• **TASK**
Only the lines from the one with "Report one dot per instance of the person" onward are wanted, through the last line of the entries, set down exactly.

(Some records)
»»

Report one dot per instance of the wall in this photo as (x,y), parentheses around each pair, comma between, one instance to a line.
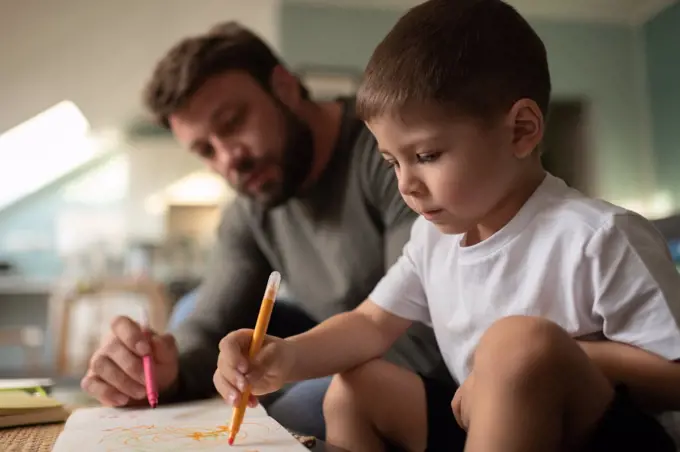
(99,54)
(662,44)
(599,63)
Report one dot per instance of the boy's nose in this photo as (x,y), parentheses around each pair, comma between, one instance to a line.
(409,184)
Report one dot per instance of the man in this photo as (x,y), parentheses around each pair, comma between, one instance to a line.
(315,202)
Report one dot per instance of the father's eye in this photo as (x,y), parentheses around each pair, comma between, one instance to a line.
(231,124)
(428,157)
(391,163)
(207,152)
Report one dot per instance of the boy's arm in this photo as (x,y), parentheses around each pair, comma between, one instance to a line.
(637,296)
(353,338)
(653,380)
(345,341)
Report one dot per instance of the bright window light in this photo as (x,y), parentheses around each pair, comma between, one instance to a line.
(42,149)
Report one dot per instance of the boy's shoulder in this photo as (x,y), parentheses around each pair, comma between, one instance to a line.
(563,209)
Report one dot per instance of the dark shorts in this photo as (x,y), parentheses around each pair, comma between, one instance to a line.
(624,428)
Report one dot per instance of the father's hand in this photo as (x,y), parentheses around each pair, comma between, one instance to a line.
(115,375)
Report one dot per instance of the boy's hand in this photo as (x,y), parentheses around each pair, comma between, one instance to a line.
(266,373)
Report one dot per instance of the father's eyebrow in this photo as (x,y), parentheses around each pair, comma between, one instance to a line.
(221,109)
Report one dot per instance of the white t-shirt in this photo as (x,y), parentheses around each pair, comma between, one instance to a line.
(587,265)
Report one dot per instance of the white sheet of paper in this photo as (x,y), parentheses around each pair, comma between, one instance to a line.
(194,426)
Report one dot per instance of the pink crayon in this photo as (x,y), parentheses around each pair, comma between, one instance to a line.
(147,361)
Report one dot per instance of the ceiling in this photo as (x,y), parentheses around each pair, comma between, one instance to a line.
(616,11)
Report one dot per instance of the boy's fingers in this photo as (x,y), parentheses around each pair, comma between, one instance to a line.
(228,392)
(234,347)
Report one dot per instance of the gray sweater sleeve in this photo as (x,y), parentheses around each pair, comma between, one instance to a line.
(228,299)
(381,191)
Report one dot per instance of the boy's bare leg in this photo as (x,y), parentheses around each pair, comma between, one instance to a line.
(533,389)
(374,401)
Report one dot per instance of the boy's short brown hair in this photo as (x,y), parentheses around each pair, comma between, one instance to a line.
(192,61)
(472,57)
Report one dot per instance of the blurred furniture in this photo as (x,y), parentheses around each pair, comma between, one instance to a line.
(81,315)
(29,339)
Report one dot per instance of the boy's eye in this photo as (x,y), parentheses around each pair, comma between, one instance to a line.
(428,157)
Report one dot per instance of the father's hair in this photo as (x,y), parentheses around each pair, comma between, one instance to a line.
(471,57)
(192,61)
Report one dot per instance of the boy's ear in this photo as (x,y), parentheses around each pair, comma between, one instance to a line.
(286,87)
(527,126)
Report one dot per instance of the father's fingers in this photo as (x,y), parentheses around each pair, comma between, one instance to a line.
(105,369)
(102,391)
(130,334)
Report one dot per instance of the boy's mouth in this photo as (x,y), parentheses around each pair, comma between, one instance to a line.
(431,214)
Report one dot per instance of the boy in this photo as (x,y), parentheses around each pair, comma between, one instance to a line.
(556,313)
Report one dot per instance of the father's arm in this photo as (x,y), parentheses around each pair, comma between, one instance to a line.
(384,201)
(228,299)
(637,295)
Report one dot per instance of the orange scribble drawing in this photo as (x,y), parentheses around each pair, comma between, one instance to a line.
(173,438)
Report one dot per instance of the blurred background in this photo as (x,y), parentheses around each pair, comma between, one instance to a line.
(101,212)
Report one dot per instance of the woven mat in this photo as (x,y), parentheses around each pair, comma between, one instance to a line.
(38,438)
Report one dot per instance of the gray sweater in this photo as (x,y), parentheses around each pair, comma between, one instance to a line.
(332,244)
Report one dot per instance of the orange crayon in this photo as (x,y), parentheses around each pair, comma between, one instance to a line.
(258,337)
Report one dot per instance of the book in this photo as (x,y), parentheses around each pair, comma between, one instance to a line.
(19,407)
(193,426)
(25,383)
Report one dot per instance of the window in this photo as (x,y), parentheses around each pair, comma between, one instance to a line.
(42,149)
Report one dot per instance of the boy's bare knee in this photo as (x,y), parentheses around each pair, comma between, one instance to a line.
(522,347)
(345,391)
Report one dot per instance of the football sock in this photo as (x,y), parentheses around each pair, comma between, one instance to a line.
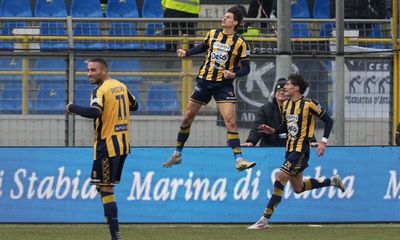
(313,183)
(183,135)
(274,200)
(111,214)
(234,143)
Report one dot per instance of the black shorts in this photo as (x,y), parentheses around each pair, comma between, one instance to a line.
(295,162)
(107,171)
(221,91)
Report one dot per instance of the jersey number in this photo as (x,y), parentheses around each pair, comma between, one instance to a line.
(121,107)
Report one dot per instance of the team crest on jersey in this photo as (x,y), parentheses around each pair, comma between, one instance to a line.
(221,46)
(292,127)
(94,100)
(220,57)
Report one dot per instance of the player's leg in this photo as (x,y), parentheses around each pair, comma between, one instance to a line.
(105,174)
(300,185)
(273,202)
(200,96)
(110,211)
(228,113)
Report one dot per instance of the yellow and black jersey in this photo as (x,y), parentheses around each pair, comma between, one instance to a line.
(299,117)
(111,137)
(224,52)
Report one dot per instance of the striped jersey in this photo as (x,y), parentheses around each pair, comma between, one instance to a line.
(111,136)
(299,117)
(224,52)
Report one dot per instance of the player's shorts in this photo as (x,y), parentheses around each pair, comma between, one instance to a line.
(107,171)
(221,91)
(295,162)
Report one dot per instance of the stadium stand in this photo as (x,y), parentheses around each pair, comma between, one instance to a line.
(51,97)
(11,97)
(82,9)
(300,9)
(53,29)
(153,9)
(126,65)
(321,9)
(162,99)
(123,29)
(51,65)
(86,8)
(53,8)
(15,8)
(122,9)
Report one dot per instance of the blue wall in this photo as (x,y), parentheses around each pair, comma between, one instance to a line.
(51,185)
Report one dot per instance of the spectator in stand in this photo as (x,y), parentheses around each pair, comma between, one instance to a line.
(268,10)
(361,9)
(180,9)
(270,114)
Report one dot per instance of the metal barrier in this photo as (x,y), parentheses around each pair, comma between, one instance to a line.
(181,74)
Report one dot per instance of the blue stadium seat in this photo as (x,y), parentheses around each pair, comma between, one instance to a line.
(81,66)
(7,31)
(135,92)
(11,64)
(51,65)
(83,91)
(152,9)
(126,65)
(15,8)
(300,9)
(87,29)
(300,30)
(51,97)
(321,9)
(50,8)
(53,29)
(123,29)
(122,9)
(154,29)
(162,99)
(11,97)
(376,32)
(86,8)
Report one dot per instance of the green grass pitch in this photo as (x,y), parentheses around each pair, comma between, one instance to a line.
(201,231)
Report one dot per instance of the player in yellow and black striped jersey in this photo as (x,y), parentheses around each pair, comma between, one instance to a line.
(110,104)
(298,120)
(227,58)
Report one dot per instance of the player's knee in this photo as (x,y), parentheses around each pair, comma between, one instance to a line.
(298,190)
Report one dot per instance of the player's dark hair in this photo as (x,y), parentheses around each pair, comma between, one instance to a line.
(102,62)
(298,80)
(238,14)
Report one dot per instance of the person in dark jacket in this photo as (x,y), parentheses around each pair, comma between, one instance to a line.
(270,114)
(362,9)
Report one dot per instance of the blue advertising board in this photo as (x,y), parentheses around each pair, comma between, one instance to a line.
(52,185)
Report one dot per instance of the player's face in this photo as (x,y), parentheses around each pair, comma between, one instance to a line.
(290,89)
(280,94)
(96,73)
(228,21)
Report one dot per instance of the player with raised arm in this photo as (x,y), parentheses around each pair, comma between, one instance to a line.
(110,104)
(298,120)
(227,58)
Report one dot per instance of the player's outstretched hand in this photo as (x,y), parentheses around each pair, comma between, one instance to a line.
(67,109)
(248,144)
(321,149)
(266,129)
(181,53)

««

• **WRITTEN SOLUTION**
Report one dot per instance of the person in dark jacket in this photo as (x,y), parentheses around each pair, comma between, one instance to a line.
(270,114)
(362,9)
Report one dot per instance of the blue advertising board in this photo as (x,y), parentheses around each pair, comma between, one instance to a line.
(52,185)
Report one dot per instance of the player's face in this photo as (x,y), parentheses around each pair, comma between, one instance to a line.
(290,89)
(280,94)
(96,73)
(228,21)
Report one dot per instance of the player with raised arm in this photo as (x,y), parentheses around each pair, comma between, one instance to a line.
(110,104)
(298,120)
(227,58)
Report one dot per instance of the player's outstretched hand in this photo as (x,y), parentheses around each pair, comma between, one instance to a line.
(67,109)
(248,144)
(321,149)
(266,129)
(181,53)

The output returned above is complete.